PAGE EXTRACT
* BEGIN *

Upgrade PDBs – Everything At Once (Full CDB Upgrade)

As referred to it before there are two techniques to upgrade an Oracle Multitenant environment:

In this post I will explain the method of “Everything At Once” and describe all the steps. The benefit of this approach is simplicity and ease of maintenance. In an upgrade workshop in Melbourne earlier this year a DBA from Germany came by in one of the breaks explaining that he takes care on over 100 developer databases – and it would ease his life a lot if he could “hit” all of the databases at the same time with one patch set or PSU, or even upgrade them to a higher release. This is the use case where it will make a lot of sense to leverage from this approach. But be aware and don’t over-consolidate as the pain point is common downtime. If you plan to use this approach you need to check before if your application owners can agree on common downtime windows – otherwise you may end in trouble. Big trouble!

* END *

GIVEN INSTRUCTION A
Print the rows from the line containing "train cab car" through the end of the rows, inclusive, without any changes.

Items from a dataset:
* BEGIN *

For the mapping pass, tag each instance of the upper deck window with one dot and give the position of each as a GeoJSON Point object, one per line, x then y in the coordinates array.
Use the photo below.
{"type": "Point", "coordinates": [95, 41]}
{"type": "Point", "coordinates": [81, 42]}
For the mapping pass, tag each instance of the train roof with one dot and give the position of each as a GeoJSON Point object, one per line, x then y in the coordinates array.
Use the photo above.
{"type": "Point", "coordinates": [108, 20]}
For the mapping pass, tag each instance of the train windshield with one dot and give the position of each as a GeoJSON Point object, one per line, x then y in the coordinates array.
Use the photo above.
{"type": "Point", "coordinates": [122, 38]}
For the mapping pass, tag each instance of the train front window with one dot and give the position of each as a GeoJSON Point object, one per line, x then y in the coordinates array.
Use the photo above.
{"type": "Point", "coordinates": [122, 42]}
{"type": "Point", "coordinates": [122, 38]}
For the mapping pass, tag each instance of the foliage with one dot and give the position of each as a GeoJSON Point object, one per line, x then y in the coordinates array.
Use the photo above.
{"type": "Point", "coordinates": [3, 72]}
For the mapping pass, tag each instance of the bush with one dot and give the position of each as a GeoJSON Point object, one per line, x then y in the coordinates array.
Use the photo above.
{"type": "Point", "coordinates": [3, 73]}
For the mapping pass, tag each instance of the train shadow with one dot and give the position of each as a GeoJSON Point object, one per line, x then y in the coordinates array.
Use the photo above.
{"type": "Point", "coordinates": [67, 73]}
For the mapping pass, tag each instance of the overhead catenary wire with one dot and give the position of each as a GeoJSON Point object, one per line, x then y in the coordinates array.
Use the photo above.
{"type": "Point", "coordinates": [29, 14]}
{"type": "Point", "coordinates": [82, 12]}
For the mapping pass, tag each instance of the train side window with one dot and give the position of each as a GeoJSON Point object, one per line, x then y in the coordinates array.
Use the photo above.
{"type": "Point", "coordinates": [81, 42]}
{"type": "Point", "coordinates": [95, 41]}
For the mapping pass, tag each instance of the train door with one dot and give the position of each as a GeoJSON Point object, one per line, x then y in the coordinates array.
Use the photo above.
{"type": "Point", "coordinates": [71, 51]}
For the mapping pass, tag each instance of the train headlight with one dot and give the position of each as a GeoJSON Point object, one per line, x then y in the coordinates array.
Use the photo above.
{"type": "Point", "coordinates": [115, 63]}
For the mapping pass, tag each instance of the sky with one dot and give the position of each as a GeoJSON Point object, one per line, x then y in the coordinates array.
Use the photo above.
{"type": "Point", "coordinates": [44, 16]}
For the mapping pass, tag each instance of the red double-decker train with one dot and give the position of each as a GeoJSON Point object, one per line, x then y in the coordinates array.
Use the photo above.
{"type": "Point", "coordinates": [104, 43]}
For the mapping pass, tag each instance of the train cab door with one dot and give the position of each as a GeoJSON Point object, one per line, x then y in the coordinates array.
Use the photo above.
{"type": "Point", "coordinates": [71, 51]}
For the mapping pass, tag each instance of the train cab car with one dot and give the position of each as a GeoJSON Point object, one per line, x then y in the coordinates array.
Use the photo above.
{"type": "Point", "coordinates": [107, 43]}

* END *

GIVEN INSTRUCTION B
In the post on upgrading PDBs, list each thing the DBA from Germany said he would like to apply to all of his databases at the same time.

RESPONSE A
For the mapping pass, tag each instance of the train cab car with one dot and give the position of each as a GeoJSON Point object, one per line, x then y in the coordinates array.
Use the photo above.
{"type": "Point", "coordinates": [107, 43]}

RESPONSE B
- One patch set
- A PSU
- An upgrade to a higher release